WHAT TO DO:
Please copy the part of the line-hyperplane intersection text that opens with the words containing "template <class R>" and closes with "p, FT& lambda)".

DOCUMENT SECTION:
We want to calculate if a line defined by two points $s$ and $t$
intersects a hyperplane $h$. For the hyperplane intersection we first
check whether $s$ and $t$ lie in $h$. If both are contained we are
done with result |LINE|.  If only one is contained we have already
found a single point of intersection for result |POINT|.  If none is
contained there is at most one point of intersection.  Let $s$ and $t$
be distinct points on $l$. Note that the evaluation of $h$ at point
$h(p) := h_d + \sum_{i=0}^{d-1} h_i |p.cartesian(i)|$ is different
from the evaluation with its homogeneous representation
$\sum_{i=0}^{d} h_i |p.homogeneous(i)|$. Let us write the latter
sloppily as an inner product of the representing vectors $h \cdot
p$. We have $h \cdot p = h(p) * p_d$.

Now let $S = s \cdot h$ and $T = t \cdot h$.  If $h(s) = S/s_d = T/t_d
= h(t)$ then the line is parallel to the plane and there is no
intersection. The latter translates to the test $D := S t_d - T s_d =
0$? If non-zero, the point with homogeneous coordinates $(S t_0 - T
s_0, \ldots, S t_i - T s_i, \ldots, S t_d - T s_d)$ lies on $h$. For
if we interpret the tuples as vectors we get $p = St - Ts$ and the
homogeneous evaluation of $h$ on this point is $s \cdot h * t \cdot h
- t \cdot h * s \cdot h$. Note that with $p = s + \lambda (t-s)$ we
get for a valid point on the hyperplane $h(p) = 0 \Leftrightarrow h(s)
+ \lambda (h(t)-h(s)) = 0$ which gets us $\lambda = - h(s) /
(h(t)-h(s)) = S t_d / D$.
<<homogeneous intersection working horses>>=
/*{\Manpage {Line_hyperplane_intersectionHd}{R} 
{intersecting a line and a hyperplane}}*/

template <class R> 
class Line_hyperplane_intersectionHd {
typedef typename R::RT RT;
typedef typename R::FT FT;
typedef typename R::LA LA;
typedef typename R::Point_d      Point_d;
typedef typename R::Hyperplane_d Hyperplane_d;

public:
enum Intersection_result { NO, POINT, LINE };

Intersection_result operator()(const Point_d& s, const Point_d& t,
  const Hyperplane_d& h, Point_d& p, FT& lambda)

SOURCE MATERIAL:

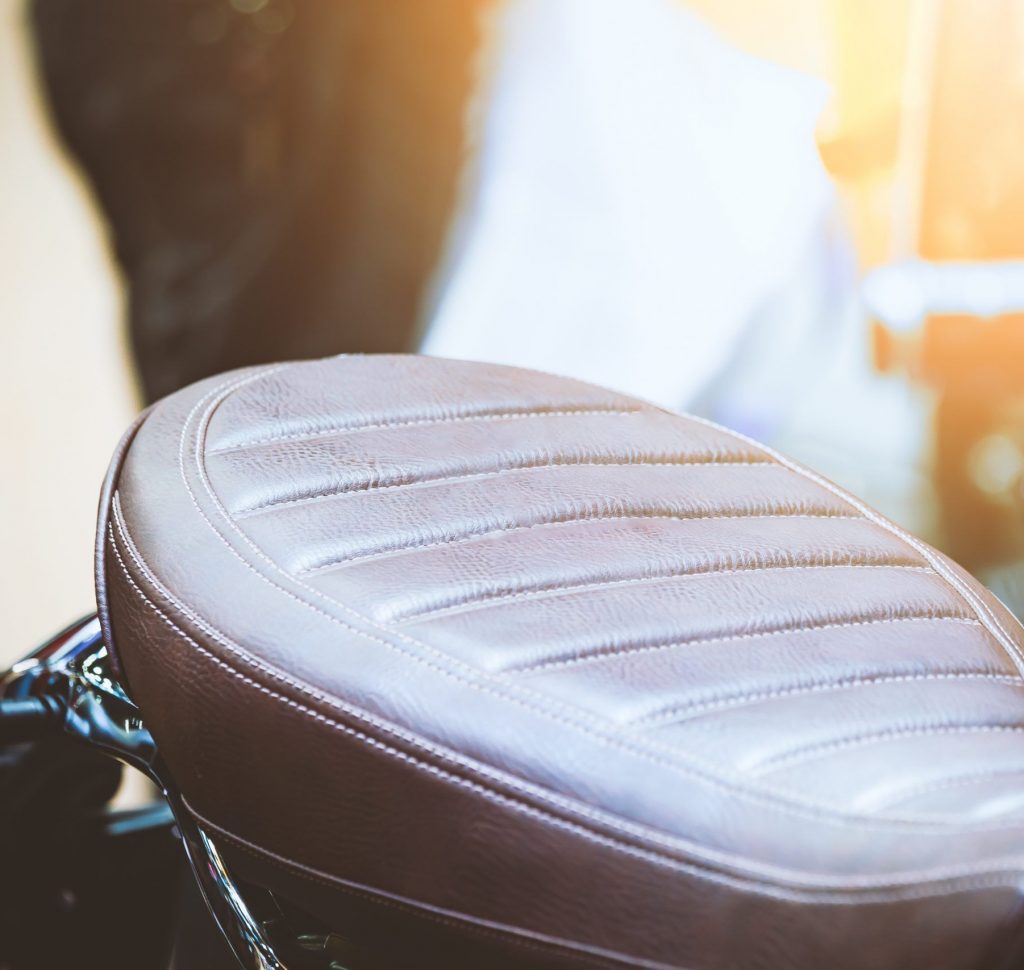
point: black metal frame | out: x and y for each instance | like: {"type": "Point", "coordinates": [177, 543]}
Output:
{"type": "Point", "coordinates": [68, 688]}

FINISHED EXERCISE:
template <class R> 
class Line_hyperplane_intersectionHd {
typedef typename R::RT RT;
typedef typename R::FT FT;
typedef typename R::LA LA;
typedef typename R::Point_d      Point_d;
typedef typename R::Hyperplane_d Hyperplane_d;

public:
enum Intersection_result { NO, POINT, LINE };

Intersection_result operator()(const Point_d& s, const Point_d& t,
  const Hyperplane_d& h, Point_d& p, FT& lambda)